**지시 사항:** 아래 데이터에서 "clicks"라는 단어가 들어 있는 줄을 모두 찾아 반환하세요. 대소문자는 구분합니다.

**데이터 레코드:**
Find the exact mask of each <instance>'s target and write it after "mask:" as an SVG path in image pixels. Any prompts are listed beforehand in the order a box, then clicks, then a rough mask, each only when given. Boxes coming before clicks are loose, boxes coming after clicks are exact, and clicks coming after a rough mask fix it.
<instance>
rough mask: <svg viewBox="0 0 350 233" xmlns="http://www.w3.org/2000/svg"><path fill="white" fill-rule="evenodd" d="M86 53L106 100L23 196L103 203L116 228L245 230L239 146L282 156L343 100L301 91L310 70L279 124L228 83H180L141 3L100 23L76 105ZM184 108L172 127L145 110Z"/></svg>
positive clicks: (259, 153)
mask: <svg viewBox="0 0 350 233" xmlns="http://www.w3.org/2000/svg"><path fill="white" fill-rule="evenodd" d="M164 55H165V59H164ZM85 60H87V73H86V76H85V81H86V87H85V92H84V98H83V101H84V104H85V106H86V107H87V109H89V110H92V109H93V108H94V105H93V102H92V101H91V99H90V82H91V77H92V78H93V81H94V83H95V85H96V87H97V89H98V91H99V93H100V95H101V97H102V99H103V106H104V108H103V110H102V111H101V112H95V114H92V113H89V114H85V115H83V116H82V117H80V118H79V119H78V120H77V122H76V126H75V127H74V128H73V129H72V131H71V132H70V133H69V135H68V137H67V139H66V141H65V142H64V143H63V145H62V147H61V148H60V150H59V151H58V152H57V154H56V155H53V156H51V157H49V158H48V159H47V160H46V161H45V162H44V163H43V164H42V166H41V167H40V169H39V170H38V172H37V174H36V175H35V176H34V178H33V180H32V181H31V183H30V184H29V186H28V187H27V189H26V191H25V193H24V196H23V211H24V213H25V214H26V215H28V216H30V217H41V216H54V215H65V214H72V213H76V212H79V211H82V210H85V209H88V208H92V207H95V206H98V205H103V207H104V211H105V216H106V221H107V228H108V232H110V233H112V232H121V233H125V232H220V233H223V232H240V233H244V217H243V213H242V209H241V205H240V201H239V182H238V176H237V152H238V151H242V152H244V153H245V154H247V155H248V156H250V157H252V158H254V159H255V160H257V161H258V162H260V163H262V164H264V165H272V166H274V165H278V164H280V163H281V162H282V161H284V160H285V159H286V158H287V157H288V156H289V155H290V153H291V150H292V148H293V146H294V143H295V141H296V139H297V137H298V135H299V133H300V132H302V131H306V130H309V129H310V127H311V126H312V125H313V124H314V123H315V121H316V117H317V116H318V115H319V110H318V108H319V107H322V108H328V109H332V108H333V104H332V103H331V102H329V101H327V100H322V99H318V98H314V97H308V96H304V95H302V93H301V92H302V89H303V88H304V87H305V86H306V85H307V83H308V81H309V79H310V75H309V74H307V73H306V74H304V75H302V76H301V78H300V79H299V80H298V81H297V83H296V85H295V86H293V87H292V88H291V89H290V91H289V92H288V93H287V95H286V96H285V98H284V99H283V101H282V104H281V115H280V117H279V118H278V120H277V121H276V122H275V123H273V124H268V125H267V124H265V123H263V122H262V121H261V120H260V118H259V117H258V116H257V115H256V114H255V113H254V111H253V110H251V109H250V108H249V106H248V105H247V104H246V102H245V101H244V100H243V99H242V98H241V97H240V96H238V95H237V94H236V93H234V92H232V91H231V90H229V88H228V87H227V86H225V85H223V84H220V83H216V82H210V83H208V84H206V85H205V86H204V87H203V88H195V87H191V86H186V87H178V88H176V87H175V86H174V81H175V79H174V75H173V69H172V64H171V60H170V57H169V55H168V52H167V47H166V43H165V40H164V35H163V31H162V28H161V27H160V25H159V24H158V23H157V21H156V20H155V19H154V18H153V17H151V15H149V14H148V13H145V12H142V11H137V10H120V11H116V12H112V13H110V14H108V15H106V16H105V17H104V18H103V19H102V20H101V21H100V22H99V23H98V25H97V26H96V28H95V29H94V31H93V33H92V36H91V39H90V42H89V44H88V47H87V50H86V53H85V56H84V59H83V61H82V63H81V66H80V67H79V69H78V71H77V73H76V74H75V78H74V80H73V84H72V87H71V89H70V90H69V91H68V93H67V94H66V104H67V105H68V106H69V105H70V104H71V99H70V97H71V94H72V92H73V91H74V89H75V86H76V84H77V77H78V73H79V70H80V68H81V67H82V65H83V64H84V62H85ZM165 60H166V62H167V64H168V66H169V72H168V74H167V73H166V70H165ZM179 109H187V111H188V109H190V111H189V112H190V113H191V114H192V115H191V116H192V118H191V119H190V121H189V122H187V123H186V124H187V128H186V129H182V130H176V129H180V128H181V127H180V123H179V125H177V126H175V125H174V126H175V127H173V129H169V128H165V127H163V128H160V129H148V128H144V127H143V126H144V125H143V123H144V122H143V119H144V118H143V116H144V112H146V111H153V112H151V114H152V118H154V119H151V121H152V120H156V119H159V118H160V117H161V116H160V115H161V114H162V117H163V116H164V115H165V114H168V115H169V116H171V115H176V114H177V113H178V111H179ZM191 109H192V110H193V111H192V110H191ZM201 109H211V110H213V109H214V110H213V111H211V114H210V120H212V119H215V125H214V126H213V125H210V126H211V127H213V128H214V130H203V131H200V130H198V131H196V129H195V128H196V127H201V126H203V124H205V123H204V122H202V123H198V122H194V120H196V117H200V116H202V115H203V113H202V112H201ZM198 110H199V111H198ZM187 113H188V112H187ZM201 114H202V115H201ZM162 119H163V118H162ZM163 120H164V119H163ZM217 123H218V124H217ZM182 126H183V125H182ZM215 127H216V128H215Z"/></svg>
* * *
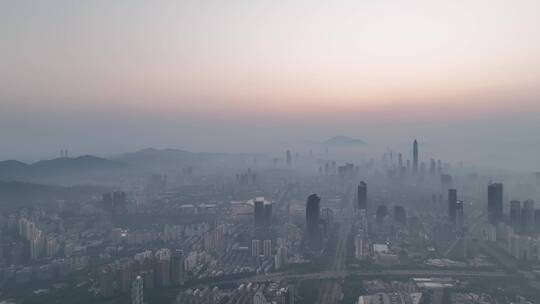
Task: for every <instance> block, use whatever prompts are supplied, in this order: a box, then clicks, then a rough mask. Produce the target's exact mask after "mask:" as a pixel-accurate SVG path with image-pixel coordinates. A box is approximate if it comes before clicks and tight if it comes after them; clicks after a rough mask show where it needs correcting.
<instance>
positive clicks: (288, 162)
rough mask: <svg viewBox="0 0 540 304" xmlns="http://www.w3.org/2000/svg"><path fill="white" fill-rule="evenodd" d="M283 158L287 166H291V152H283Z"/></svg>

**답변:**
Find the exact mask of each <instance>'s target and write it after "mask:" as an SVG path in image pixels. Any prompts are listed beforehand in the order a box, then clicks, then a rough mask, each only when given. Boxes coming before clicks are loose, boxes coming after clicks are exact, and clicks coming after a rough mask fix it.
positive clicks: (259, 153)
Task: for every <instance> block, use whatever prompts are supplied, in this order: a box, then clicks, then a rough mask. Produce the target's exact mask after "mask:" as a pixel-accurate SVG path with image-pixel coordinates. A box is approximate if it comes before clicks and tight if it comes after them; clicks after a rough mask show where it needs correcting.
positive clicks: (288, 162)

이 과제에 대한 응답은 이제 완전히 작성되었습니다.